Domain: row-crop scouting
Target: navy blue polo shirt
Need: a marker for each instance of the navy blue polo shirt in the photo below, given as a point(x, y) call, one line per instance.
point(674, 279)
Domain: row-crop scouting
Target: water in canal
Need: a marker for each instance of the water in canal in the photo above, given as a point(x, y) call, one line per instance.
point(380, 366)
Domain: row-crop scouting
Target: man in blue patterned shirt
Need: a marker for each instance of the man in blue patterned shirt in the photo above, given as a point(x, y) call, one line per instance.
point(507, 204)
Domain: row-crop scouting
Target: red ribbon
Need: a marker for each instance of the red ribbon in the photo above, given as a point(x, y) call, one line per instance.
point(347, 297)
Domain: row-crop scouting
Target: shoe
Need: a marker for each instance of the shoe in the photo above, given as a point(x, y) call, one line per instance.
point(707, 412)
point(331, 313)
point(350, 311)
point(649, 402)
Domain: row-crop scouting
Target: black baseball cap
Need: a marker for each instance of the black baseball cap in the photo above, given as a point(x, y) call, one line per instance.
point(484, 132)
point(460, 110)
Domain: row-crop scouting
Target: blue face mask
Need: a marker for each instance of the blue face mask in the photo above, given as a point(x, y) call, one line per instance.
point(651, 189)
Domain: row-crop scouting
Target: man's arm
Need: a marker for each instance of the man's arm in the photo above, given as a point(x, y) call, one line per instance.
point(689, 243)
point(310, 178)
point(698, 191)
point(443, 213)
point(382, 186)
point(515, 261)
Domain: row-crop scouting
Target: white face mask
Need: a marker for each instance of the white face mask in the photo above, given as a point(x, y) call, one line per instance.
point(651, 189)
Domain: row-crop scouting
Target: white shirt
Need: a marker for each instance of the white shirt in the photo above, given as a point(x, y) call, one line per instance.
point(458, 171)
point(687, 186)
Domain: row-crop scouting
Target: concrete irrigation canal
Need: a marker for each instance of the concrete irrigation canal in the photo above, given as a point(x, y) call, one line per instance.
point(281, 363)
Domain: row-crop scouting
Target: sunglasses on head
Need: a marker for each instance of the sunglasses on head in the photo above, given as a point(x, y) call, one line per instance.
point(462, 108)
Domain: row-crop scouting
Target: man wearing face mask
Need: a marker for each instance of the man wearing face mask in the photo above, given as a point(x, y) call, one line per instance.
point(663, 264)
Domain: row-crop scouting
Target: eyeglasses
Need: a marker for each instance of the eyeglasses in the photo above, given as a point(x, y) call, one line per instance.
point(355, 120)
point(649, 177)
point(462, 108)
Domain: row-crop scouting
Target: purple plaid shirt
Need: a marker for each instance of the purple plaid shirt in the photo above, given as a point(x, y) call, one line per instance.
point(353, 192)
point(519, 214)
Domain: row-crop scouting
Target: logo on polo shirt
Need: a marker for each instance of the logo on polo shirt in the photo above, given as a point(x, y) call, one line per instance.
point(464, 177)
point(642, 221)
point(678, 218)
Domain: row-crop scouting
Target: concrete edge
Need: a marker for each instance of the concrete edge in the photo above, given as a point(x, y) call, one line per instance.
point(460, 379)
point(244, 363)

== == ==

• Exercise description: All lines from the beginning of the entries through the line marked "Target: shoe" are to be output exactly; nothing else belongs in the answer.

• Result:
Domain: row-crop scouting
Target: navy blue polo shirt
Need: a marker for each instance of the navy blue polo shirt in the photo below, given as a point(x, y) call, one line per instance.
point(674, 279)
Domain: row-crop scouting
Target: water in canal
Need: a marker for each instance of the water in canal in the photo above, given as a point(x, y) call, one line per instance.
point(380, 366)
Domain: row-crop scouting
Target: man in blue patterned shirt
Need: a marker for each instance of the man in blue patterned shirt in the photo above, given as a point(x, y) call, one line per instance.
point(507, 204)
Domain: row-crop scouting
Target: red ribbon
Need: a marker for each instance of the red ribbon in the photo above, given as a point(x, y) call, one line per instance.
point(347, 297)
Domain: row-crop scouting
Target: shoe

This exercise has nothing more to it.